> **À FAIRE**:
**a)** Indiquez, pour chacune des affirmations suivantes, si l'article sur la famine la confirme (oui ou non), en citant les mots décisifs du texte. (i) Les Nations unies demandent au monde arabe plus de générosité envers les victimes de la famine de la Corne de l'Afrique. (ii) Jeffrey Sachs s'adressait aux membres de l'Organisation mondiale de la santé. (iii) Selon Jeffrey Sachs, les Etats du Golfe sont le seul endroit où se trouve l'argent aujourd'hui.
**b)** D'après l'article sur la famine, quelle fonction occupe Jeffrey Sachs ?

> **TEXTE FOURNI**:
________

Famine en Afrique : le monde arabe à la traîne

Les Nations unies ont un message clair à l’adresse du monde arabe : faites preuve de plus de générosité à l’égard des victimes de la famine de la Corne de l’Afrique. « 

 

Pour mobiliser les ressources nécessaires le plus rapidement, il faut se tourner vers les Etats du Golfe. C’est le seul endroit où se trouve l’argent aujourd’hui », expliquait Jeffrey Sachs, conseiller principal du Secrétaire général de l’ONU Ban Ki-moon, aux membres de l’Organisation des Nations unies pour l’alimentation et l’agriculture.

________

> **ITEMS FOURNIS**:

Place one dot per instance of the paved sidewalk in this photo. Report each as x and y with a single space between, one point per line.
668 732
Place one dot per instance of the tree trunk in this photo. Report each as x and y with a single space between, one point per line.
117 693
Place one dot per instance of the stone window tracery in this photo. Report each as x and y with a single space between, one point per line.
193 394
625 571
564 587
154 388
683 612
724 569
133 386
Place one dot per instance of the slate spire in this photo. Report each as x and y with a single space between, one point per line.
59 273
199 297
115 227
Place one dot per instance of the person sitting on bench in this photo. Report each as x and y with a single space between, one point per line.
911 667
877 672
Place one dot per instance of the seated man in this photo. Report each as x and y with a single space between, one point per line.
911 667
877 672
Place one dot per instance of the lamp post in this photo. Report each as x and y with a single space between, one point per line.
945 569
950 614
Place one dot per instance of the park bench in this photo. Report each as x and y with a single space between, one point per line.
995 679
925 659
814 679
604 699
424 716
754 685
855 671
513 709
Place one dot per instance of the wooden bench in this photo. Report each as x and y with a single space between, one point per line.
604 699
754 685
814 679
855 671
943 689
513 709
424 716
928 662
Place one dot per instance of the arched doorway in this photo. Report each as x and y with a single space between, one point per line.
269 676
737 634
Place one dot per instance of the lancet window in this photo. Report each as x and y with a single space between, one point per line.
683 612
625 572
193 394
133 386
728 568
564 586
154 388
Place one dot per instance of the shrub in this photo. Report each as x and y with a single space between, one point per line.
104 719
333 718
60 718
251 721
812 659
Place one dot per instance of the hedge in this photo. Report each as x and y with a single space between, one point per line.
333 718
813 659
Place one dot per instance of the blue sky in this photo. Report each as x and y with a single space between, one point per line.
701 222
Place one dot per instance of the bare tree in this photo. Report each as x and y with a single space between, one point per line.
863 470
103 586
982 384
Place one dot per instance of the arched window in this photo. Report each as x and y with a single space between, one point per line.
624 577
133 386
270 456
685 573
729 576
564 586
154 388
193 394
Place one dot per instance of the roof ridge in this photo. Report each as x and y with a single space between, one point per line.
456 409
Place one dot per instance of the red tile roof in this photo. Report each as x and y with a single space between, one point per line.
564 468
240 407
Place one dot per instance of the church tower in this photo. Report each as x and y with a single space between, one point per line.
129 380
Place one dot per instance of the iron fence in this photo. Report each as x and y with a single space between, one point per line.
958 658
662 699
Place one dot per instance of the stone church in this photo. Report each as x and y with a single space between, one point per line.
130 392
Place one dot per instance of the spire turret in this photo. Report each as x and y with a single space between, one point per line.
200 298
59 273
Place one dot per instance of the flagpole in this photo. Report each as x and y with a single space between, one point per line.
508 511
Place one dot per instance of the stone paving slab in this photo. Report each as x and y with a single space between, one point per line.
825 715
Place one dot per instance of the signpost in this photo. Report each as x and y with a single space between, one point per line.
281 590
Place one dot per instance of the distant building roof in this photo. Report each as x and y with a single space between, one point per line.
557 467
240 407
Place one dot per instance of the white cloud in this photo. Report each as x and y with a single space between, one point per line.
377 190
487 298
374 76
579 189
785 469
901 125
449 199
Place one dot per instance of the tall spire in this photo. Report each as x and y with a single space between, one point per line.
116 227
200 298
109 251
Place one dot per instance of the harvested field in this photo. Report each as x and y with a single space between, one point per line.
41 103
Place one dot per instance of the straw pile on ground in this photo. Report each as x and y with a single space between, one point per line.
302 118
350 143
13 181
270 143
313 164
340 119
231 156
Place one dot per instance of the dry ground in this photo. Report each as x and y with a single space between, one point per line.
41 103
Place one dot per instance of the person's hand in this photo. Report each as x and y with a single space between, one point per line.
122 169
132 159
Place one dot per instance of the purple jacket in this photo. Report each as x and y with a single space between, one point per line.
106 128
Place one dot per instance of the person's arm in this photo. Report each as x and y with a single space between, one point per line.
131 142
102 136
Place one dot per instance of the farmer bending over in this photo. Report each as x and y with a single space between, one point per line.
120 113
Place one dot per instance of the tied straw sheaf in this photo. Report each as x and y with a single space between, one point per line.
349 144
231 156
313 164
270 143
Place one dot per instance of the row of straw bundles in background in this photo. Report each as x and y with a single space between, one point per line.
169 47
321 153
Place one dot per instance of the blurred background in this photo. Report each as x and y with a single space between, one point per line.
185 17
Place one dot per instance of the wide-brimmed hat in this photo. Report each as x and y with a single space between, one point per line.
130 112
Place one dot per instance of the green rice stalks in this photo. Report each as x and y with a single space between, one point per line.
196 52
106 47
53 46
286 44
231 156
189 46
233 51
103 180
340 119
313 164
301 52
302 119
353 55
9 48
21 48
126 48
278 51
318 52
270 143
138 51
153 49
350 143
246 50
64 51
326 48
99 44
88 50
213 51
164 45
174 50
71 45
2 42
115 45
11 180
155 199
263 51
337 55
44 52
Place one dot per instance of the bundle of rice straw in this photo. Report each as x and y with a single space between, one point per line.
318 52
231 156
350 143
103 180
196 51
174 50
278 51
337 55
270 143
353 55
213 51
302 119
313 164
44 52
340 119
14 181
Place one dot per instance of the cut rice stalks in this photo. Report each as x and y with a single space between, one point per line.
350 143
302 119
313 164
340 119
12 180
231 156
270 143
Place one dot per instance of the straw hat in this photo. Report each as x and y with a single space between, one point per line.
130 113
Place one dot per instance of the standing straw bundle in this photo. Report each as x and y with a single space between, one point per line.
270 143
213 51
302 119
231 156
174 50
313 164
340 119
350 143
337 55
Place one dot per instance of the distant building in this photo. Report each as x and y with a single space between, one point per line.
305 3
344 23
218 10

________

> **RÉPONSES**:
**a)**
(i) Oui : « faites preuve de plus de générosité à l’égard des victimes de la famine de la Corne de l’Afrique ».
(ii) Non : « aux membres de l’Organisation des Nations unies pour l’alimentation et l’agriculture ».
(iii) Oui : « C’est le seul endroit où se trouve l’argent aujourd’hui ».

**b)** Il est conseiller principal du Secrétaire général de l’ONU Ban Ki-moon.